- Written problem -
Below are some records; return each one exactly.

** Begin **

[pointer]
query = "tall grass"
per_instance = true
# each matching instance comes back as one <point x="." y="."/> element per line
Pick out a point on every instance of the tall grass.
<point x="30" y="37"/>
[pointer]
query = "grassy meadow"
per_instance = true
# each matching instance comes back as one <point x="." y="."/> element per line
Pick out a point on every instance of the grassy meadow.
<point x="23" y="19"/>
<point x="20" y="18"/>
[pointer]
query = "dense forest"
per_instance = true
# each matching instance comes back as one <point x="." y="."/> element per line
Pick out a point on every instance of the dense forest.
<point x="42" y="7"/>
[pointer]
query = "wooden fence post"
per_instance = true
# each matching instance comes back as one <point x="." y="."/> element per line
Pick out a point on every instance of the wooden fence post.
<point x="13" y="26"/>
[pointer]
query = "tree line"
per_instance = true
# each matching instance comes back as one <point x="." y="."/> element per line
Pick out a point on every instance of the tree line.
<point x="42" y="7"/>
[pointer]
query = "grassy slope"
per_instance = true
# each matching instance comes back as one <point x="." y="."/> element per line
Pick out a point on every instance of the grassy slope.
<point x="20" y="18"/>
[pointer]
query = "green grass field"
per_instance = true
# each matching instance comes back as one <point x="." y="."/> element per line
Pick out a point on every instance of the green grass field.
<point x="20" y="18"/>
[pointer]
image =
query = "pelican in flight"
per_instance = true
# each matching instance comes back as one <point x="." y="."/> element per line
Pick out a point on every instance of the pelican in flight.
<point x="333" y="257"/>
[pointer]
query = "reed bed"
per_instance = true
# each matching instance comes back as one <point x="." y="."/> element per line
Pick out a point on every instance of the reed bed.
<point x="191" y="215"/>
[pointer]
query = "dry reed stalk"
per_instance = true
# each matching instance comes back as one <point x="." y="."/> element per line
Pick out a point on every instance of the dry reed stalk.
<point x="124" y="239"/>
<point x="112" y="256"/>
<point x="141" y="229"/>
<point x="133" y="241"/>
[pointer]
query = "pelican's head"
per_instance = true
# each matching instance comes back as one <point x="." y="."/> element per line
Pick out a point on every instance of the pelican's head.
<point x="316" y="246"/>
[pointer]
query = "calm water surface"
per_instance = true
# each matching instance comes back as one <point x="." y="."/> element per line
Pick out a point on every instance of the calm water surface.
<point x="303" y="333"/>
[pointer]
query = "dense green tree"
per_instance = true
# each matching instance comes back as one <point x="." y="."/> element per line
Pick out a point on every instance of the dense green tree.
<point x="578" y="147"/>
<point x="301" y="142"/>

** End **

- Task response -
[pointer]
query = "tall grass"
per_instance = true
# each matching instance comes back as one <point x="." y="."/> element per line
Pick out a point on every instance of the tall grass.
<point x="30" y="37"/>
[pointer]
query = "grassy meadow"
per_instance = true
# each matching instance comes back as one <point x="." y="."/> element per line
Pick out a point on every instance of the grassy meadow.
<point x="23" y="19"/>
<point x="20" y="18"/>
[pointer]
query = "dense forest"
per_instance = true
# each matching instance comes back as one <point x="." y="."/> element per line
Pick out a point on every instance of the dense forest.
<point x="42" y="7"/>
[pointer]
query = "wooden fence post"
per_instance = true
# each matching instance comes back as one <point x="." y="."/> element per line
Pick out a point on every instance of the wooden fence post.
<point x="13" y="26"/>
[pointer]
query = "tree line"
per_instance = true
# each matching instance comes back as one <point x="." y="."/> element per line
Pick out a point on every instance of the tree line.
<point x="42" y="7"/>
[pointer]
query = "grassy slope"
per_instance = true
# each matching instance comes back as one <point x="." y="."/> element per line
Pick out a point on every instance of the grassy slope.
<point x="20" y="18"/>
[pointer]
query = "green grass field"
per_instance = true
# each matching instance comes back as one <point x="." y="."/> element per line
Pick out a point on every instance of the green grass field.
<point x="20" y="18"/>
[pointer]
image =
query = "pelican in flight"
per_instance = true
# each matching instance comes back as one <point x="." y="."/> element per line
Pick out a point on every instance of the pelican in flight.
<point x="333" y="257"/>
[pointer]
query = "reed bed"
per_instance = true
# each matching instance comes back as one <point x="." y="."/> element per line
Pick out a point on every instance of the reed bed.
<point x="191" y="215"/>
[pointer]
query = "dry reed stalk"
per_instance = true
# each matching instance comes back as one <point x="." y="."/> element per line
Pick out a point on every instance of the dry reed stalk.
<point x="124" y="239"/>
<point x="112" y="256"/>
<point x="141" y="229"/>
<point x="133" y="241"/>
[pointer]
query = "pelican's head"
per_instance = true
# each matching instance comes back as one <point x="." y="."/> element per line
Pick out a point on every instance of the pelican's head.
<point x="316" y="246"/>
[pointer]
query = "calm water surface"
per_instance = true
# each matching instance comes back as one <point x="." y="."/> element per line
Pick out a point on every instance of the calm water surface.
<point x="303" y="333"/>
[pointer]
query = "dense green tree"
per_instance = true
# each matching instance comes back as one <point x="." y="."/> element per line
Pick out a point on every instance of the dense green tree.
<point x="578" y="147"/>
<point x="301" y="142"/>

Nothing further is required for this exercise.